• **Exercise data**
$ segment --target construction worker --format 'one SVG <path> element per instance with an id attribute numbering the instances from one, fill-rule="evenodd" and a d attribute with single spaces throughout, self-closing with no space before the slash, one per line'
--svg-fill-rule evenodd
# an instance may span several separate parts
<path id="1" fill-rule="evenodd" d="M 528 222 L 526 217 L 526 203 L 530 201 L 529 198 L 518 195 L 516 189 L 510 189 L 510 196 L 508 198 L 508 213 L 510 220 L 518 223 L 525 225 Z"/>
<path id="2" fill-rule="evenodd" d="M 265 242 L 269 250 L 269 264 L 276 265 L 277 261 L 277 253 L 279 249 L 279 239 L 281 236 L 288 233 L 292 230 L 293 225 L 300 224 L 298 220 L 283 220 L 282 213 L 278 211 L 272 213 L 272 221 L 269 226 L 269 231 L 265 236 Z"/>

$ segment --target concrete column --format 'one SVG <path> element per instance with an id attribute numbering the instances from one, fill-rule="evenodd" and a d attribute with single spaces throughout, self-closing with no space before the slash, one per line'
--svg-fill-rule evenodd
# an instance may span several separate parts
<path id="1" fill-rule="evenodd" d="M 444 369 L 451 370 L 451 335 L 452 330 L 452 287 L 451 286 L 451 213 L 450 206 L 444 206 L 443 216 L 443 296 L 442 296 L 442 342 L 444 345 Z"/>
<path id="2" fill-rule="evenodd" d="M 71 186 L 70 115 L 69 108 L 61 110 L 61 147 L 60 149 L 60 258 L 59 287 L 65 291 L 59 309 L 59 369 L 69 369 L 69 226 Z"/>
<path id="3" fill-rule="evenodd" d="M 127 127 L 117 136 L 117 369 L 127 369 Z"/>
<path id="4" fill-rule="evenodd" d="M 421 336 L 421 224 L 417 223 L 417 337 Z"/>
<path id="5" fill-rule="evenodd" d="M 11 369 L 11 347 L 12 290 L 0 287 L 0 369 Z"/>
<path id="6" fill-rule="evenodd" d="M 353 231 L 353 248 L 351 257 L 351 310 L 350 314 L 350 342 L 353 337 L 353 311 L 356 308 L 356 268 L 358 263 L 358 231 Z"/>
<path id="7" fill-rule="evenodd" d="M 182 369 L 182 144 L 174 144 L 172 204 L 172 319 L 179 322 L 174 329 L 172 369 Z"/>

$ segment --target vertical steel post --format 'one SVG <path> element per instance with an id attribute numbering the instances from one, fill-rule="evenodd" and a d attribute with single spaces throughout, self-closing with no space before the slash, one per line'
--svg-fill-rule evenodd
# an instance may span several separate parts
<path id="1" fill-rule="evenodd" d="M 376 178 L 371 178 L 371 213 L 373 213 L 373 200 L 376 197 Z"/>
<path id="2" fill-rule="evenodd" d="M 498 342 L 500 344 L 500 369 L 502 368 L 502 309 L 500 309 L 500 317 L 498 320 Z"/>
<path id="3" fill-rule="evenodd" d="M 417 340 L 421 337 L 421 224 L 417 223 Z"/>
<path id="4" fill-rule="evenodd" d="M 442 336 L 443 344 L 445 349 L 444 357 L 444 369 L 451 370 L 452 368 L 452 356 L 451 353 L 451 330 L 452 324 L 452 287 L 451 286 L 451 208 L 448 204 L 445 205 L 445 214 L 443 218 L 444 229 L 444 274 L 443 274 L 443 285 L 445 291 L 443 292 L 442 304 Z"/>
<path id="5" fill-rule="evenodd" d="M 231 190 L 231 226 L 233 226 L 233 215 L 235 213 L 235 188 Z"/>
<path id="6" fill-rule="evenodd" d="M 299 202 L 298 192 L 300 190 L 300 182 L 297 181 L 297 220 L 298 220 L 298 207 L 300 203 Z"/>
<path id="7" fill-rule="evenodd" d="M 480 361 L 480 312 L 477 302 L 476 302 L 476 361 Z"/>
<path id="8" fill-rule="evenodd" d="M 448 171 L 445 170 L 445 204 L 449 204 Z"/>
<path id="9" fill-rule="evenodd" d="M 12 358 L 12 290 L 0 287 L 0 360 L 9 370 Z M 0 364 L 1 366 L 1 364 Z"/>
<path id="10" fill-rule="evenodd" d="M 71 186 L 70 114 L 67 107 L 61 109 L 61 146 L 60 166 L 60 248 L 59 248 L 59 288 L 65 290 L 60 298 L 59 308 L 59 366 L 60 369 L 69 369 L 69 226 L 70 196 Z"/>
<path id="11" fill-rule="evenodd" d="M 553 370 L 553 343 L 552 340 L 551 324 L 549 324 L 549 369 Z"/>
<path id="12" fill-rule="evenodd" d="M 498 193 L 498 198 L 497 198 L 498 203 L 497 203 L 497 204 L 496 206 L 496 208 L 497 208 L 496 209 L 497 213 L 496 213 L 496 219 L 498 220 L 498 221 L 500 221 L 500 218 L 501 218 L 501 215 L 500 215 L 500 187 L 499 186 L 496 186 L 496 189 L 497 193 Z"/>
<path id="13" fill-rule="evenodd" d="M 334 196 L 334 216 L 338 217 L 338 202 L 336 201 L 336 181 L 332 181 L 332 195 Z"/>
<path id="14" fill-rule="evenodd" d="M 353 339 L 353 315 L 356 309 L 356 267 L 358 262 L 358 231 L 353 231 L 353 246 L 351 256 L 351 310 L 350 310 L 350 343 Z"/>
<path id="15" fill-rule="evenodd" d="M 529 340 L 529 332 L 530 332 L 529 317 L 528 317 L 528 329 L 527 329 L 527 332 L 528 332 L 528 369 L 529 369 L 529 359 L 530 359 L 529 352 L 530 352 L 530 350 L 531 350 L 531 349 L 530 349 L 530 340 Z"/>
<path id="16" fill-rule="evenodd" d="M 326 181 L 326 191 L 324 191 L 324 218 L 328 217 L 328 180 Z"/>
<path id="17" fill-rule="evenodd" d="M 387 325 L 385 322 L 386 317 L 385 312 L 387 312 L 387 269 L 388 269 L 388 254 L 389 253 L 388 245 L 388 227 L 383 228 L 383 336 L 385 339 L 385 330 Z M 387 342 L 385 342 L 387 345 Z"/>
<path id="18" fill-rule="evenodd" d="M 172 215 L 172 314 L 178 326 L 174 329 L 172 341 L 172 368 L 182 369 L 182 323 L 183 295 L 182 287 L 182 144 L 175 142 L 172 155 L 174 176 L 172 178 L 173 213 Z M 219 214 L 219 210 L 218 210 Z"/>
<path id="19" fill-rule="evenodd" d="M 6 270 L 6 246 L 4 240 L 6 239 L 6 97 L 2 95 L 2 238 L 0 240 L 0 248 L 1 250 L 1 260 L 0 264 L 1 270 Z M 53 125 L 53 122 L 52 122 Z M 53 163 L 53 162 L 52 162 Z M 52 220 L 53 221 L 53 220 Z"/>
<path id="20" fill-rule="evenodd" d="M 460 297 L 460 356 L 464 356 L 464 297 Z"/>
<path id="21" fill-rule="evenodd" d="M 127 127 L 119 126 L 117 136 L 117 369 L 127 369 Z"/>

• **Exercise prompt**
Quote, character for character, the lines above from the very first one through the line containing "528 222 L 526", including both of those lines.

• **Exercise response**
$ segment --target construction worker --format 'one SVG <path> element per instance with an id attribute numbering the instances from one, fill-rule="evenodd" and a d attribute with single spaces throughout, self-closing with no space before the slash, one per line'
--svg-fill-rule evenodd
# an instance may span several separate parts
<path id="1" fill-rule="evenodd" d="M 528 222 L 526 217 L 526 203 L 530 201 L 529 198 L 518 195 L 516 189 L 510 189 L 510 196 L 508 198 L 508 213 L 510 220 L 518 223 L 525 225 Z"/>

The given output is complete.